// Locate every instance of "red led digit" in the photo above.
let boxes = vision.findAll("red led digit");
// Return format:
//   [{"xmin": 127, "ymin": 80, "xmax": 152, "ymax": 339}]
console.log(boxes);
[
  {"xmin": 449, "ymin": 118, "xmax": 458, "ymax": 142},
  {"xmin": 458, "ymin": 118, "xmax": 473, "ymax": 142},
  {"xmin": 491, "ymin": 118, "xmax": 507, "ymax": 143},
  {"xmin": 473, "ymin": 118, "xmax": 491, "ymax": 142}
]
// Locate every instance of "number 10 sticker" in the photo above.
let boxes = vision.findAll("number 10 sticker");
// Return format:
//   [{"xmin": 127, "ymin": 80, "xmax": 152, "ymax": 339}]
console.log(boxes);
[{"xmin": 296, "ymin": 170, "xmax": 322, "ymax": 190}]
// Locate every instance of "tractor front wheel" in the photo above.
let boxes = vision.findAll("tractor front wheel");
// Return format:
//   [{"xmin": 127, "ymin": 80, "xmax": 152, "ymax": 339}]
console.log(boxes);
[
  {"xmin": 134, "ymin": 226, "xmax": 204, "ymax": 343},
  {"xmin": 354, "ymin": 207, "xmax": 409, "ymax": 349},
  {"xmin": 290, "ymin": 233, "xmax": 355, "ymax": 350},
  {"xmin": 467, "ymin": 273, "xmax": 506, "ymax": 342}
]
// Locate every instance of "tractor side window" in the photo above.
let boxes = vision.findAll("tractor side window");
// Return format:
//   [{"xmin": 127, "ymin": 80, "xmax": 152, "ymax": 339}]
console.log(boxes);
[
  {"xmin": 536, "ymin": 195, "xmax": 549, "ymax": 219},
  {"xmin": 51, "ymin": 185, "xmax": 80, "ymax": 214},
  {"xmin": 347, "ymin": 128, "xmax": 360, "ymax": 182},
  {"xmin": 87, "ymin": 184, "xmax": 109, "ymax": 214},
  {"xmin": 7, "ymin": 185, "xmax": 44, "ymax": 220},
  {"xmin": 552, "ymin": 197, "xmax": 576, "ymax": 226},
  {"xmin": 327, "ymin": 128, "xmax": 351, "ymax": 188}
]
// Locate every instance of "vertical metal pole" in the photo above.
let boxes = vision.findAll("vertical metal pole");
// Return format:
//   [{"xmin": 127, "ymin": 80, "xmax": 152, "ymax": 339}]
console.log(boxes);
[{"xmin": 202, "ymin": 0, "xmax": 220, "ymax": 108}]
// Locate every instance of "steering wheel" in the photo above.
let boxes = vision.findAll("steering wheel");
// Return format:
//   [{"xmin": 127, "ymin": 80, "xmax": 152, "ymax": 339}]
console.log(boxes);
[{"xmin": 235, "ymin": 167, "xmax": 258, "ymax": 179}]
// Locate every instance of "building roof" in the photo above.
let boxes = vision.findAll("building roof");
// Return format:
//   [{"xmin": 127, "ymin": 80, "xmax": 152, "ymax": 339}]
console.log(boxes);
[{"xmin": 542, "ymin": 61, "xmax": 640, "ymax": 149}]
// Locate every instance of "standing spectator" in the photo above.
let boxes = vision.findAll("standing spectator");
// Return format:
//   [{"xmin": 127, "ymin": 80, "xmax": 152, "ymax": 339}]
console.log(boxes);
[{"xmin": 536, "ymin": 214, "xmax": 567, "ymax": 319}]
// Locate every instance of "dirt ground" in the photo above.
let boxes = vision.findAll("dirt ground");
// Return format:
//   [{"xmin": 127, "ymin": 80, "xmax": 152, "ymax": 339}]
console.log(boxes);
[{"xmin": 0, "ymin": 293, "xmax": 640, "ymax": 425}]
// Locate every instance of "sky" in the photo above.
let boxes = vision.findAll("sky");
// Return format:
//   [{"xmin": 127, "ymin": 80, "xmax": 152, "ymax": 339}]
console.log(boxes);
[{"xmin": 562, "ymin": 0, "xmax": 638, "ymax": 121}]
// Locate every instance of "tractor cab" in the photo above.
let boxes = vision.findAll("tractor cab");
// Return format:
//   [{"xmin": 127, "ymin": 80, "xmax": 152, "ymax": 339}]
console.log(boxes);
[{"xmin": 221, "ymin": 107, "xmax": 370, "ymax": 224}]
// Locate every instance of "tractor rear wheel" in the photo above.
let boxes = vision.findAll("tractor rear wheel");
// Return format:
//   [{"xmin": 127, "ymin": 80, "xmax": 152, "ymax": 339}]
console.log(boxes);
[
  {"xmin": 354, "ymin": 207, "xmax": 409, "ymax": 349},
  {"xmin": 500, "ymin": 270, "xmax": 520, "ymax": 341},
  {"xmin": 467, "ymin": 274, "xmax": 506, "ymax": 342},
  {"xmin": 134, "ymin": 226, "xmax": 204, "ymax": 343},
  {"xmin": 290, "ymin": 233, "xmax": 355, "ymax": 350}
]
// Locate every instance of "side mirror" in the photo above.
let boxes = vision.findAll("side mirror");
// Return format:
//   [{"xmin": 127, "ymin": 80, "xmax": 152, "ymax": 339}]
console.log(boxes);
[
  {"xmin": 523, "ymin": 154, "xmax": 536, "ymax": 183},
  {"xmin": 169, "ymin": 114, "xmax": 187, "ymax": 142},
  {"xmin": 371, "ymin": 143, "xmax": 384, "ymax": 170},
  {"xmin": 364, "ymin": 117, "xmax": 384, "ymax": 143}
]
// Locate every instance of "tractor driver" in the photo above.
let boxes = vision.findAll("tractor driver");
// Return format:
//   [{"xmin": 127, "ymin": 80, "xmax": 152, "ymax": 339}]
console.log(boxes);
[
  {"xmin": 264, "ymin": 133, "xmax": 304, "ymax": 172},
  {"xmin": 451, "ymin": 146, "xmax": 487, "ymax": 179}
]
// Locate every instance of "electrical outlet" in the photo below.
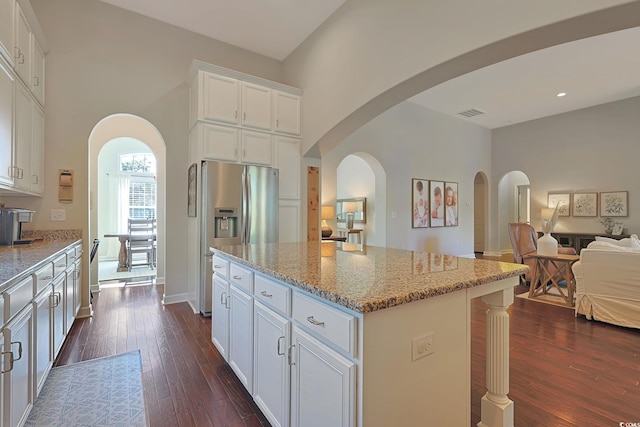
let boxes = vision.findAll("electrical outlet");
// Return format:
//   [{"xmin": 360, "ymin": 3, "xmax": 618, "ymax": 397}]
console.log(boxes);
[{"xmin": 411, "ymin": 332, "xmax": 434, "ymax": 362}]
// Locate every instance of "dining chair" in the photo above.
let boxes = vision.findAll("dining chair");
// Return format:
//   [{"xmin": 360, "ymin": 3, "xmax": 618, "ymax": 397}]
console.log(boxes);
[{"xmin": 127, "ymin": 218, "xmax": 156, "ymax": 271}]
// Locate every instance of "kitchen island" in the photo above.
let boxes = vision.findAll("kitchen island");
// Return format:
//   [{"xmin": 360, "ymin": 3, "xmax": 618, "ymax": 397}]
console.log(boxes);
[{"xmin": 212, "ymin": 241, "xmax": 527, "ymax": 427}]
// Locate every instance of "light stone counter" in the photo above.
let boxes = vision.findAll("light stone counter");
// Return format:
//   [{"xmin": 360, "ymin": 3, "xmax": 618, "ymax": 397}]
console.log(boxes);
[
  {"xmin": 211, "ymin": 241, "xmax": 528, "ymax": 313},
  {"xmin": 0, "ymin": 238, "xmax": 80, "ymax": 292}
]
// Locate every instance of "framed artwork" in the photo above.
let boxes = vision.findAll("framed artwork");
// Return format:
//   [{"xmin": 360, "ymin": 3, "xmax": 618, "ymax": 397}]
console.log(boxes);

Prompt = Count the lines in the records above that contain the string "ground". Reply with the number alone.

Exercise answer = 2